Change "lesson" to "exercise" in the lines starting with the line that contains "the dark doorway" and going on through the line that contains "(1108, 156)", then give only those lines again with nothing else altered.

________________________________________

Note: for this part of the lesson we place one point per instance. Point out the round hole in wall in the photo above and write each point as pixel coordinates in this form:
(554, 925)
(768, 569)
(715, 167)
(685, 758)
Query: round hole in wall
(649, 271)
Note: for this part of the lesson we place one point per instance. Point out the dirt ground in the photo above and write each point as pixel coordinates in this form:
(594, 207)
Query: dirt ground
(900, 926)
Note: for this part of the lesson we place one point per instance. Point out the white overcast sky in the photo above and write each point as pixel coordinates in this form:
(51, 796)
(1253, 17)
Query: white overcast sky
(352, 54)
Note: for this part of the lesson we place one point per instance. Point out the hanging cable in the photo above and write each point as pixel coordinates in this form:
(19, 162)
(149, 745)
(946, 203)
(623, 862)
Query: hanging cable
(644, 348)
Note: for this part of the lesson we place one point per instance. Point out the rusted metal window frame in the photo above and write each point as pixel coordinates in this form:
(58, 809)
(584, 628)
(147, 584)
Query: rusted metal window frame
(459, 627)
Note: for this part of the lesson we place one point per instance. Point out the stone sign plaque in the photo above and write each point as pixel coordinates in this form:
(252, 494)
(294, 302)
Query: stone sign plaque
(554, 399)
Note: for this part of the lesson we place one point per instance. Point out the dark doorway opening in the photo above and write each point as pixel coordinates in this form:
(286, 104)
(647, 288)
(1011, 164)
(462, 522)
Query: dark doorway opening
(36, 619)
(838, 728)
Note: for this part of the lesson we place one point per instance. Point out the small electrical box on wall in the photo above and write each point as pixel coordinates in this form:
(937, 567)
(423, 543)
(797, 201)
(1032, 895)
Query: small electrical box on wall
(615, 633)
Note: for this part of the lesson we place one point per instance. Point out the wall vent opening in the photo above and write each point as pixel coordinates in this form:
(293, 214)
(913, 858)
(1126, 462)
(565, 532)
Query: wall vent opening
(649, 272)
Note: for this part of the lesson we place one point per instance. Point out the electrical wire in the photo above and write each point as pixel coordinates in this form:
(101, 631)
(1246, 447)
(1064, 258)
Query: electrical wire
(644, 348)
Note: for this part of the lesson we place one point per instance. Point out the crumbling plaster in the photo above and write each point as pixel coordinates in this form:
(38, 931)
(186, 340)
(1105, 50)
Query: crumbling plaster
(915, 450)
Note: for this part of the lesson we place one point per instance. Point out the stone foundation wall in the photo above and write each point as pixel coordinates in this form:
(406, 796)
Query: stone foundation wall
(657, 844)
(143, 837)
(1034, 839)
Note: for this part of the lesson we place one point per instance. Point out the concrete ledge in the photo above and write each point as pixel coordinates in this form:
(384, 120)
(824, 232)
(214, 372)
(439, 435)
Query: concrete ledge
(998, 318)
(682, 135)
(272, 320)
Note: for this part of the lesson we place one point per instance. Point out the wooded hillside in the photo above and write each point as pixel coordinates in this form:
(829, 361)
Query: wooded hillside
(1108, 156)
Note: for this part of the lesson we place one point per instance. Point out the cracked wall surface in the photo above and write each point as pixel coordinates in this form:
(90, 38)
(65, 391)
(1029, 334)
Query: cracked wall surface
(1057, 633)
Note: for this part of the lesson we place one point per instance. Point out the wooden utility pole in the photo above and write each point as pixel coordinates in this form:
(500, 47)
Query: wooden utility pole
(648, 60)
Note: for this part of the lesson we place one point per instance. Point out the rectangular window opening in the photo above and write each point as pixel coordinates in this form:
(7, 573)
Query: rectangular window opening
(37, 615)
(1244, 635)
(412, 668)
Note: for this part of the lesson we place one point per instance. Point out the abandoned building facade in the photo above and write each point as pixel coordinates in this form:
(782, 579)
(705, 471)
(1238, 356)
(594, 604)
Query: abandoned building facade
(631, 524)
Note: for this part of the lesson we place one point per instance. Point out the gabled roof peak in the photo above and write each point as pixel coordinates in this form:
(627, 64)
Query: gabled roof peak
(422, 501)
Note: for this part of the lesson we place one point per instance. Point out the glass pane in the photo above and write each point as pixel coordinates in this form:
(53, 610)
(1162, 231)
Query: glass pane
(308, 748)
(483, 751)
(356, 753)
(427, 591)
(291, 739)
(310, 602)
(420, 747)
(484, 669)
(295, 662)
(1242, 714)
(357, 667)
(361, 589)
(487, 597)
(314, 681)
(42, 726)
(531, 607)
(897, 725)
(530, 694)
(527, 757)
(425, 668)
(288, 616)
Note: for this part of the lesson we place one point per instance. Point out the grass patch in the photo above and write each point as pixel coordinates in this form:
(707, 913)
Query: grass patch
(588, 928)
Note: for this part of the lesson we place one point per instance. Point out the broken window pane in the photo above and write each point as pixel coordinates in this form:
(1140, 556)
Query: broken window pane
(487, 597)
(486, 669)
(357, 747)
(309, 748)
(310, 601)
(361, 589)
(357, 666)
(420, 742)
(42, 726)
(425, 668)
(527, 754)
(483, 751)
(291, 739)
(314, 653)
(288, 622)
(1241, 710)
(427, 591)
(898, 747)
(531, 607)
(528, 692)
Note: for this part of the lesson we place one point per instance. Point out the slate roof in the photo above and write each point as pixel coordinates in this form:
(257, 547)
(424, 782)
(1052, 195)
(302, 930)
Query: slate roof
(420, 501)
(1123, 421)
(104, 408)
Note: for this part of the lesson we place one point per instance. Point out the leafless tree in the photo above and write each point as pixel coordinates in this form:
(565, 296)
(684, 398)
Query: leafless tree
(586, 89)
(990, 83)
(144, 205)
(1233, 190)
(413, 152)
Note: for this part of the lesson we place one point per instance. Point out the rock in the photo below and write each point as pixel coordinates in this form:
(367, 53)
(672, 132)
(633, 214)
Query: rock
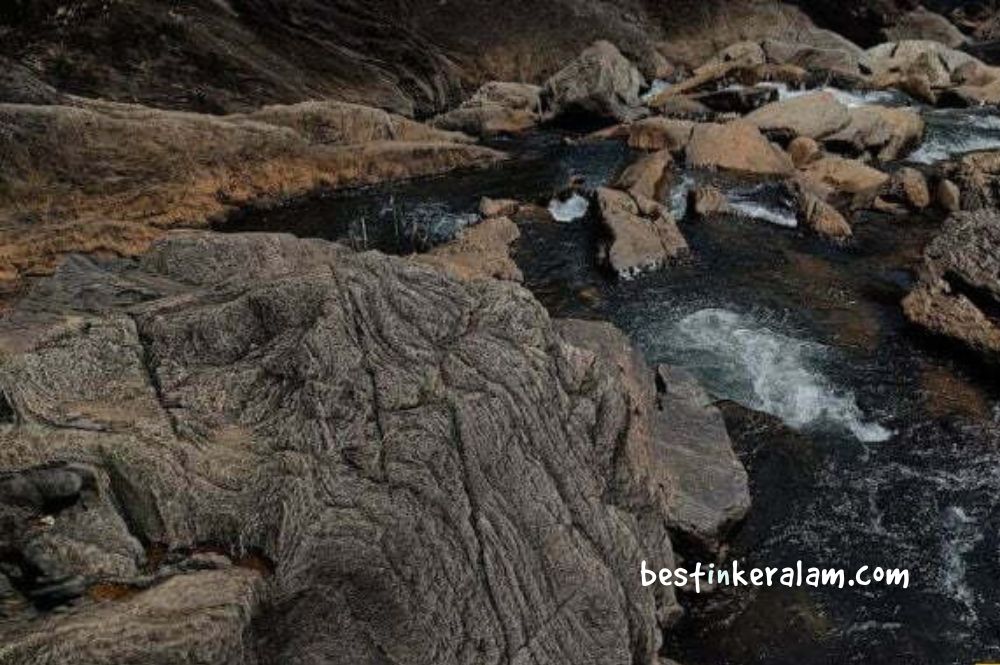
(741, 54)
(813, 116)
(821, 217)
(111, 178)
(202, 617)
(812, 58)
(648, 177)
(498, 207)
(497, 108)
(958, 295)
(803, 150)
(397, 443)
(912, 188)
(921, 24)
(737, 100)
(707, 200)
(711, 489)
(661, 134)
(844, 175)
(893, 61)
(601, 83)
(737, 146)
(977, 176)
(885, 134)
(636, 242)
(948, 195)
(481, 251)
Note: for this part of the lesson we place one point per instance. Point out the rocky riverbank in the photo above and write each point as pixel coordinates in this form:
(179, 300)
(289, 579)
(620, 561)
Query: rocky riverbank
(260, 448)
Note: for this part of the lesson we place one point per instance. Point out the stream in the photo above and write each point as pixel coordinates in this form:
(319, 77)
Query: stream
(867, 443)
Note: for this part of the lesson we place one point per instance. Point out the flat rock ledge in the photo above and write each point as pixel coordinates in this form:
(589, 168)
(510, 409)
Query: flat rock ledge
(434, 470)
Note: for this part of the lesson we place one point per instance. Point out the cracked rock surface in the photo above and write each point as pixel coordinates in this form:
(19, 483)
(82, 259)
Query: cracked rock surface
(438, 471)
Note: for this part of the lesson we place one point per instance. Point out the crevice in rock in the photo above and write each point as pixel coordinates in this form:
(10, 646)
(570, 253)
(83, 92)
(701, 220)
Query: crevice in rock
(983, 299)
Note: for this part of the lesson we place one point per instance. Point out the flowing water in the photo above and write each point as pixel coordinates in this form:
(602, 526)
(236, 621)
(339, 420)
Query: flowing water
(866, 442)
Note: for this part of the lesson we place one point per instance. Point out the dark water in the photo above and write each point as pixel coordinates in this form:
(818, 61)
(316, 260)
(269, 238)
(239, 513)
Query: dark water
(881, 448)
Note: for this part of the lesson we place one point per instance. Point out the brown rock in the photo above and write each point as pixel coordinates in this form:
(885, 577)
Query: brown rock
(814, 116)
(886, 134)
(706, 200)
(660, 134)
(481, 251)
(601, 83)
(498, 207)
(648, 177)
(803, 150)
(737, 146)
(948, 195)
(636, 243)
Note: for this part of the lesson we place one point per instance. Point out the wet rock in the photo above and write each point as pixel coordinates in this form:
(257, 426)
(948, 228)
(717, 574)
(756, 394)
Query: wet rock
(843, 176)
(636, 240)
(977, 177)
(893, 61)
(601, 83)
(711, 492)
(661, 134)
(921, 24)
(821, 217)
(498, 207)
(648, 177)
(737, 100)
(112, 178)
(198, 618)
(948, 195)
(397, 442)
(958, 295)
(706, 200)
(885, 134)
(814, 116)
(497, 107)
(910, 186)
(803, 150)
(737, 146)
(481, 251)
(812, 58)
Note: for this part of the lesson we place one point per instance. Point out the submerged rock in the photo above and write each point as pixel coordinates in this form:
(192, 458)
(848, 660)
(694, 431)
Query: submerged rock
(958, 295)
(601, 83)
(398, 443)
(640, 234)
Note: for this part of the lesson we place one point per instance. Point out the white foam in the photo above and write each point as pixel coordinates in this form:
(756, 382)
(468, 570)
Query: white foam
(570, 210)
(740, 359)
(755, 210)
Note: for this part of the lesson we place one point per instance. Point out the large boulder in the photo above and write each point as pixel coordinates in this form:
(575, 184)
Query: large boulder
(883, 134)
(894, 61)
(814, 116)
(601, 83)
(639, 234)
(958, 295)
(921, 24)
(374, 444)
(736, 146)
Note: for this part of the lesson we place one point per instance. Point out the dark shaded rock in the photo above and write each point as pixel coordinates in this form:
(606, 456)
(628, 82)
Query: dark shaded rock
(737, 100)
(958, 295)
(399, 444)
(600, 84)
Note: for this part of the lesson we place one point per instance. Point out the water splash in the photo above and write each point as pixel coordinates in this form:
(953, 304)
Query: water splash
(740, 359)
(570, 210)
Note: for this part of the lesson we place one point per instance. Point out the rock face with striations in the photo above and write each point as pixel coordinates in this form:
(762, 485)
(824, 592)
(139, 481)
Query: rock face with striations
(437, 470)
(958, 295)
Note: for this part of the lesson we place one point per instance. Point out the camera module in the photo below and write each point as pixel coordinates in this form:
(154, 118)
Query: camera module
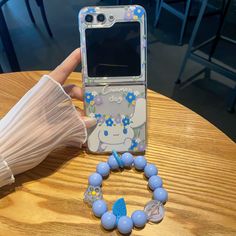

________________________________________

*Completed task*.
Note: for this part of the exercise we place one point per instance. Point out the dark doorway opening in the photo above and write each point as pixel coordinates in this form:
(286, 104)
(647, 288)
(1011, 164)
(462, 522)
Query: dark doorway opening
(36, 619)
(838, 728)
Note: for this part of the exercise we place one point per instance. Point out the small electrical box on wall in the photo above and write each point as pixel coordinates in this form:
(937, 567)
(423, 543)
(797, 201)
(1032, 895)
Query: small electrical box on wall
(615, 633)
Note: for this part of the exercise we place one point per instance. Point out the wall vent opening in the photo above and write each point as pixel coordinates in this form:
(293, 214)
(913, 858)
(1126, 462)
(565, 532)
Query: wall vent opening
(649, 272)
Note: for this part of the exercise we place one point per instance. Point out the electrical wire in the photo above and write each point as pixel coordinates in this form:
(101, 631)
(1246, 447)
(1064, 258)
Query: electrical wire
(644, 348)
Note: for this part of the exercise we place one point per instance. Point out the crumbling plaster in the photo above and write each point as pixel coordinates in this form:
(38, 931)
(186, 340)
(1105, 50)
Query: crumbling plaster
(915, 450)
Note: for this part of the exercise we place one point per instance. Point out the stone foundation wall in the photo above and write each point as pixel coordinates in this form:
(406, 796)
Query: stone foundation wall
(657, 844)
(143, 837)
(1034, 839)
Note: for this part of the exercise we place one point per instance. Point out the concrete ledge in the photo above and write each point as pixel coordinates in this form:
(384, 120)
(824, 232)
(214, 372)
(439, 435)
Query: concrete ledge
(998, 318)
(682, 135)
(272, 320)
Note: for this part of the exercise we place one point per instance. Point out the wooded hillside in the photo above and write each point as pixel coordinates in this form:
(829, 361)
Query: wooded hillside
(1108, 156)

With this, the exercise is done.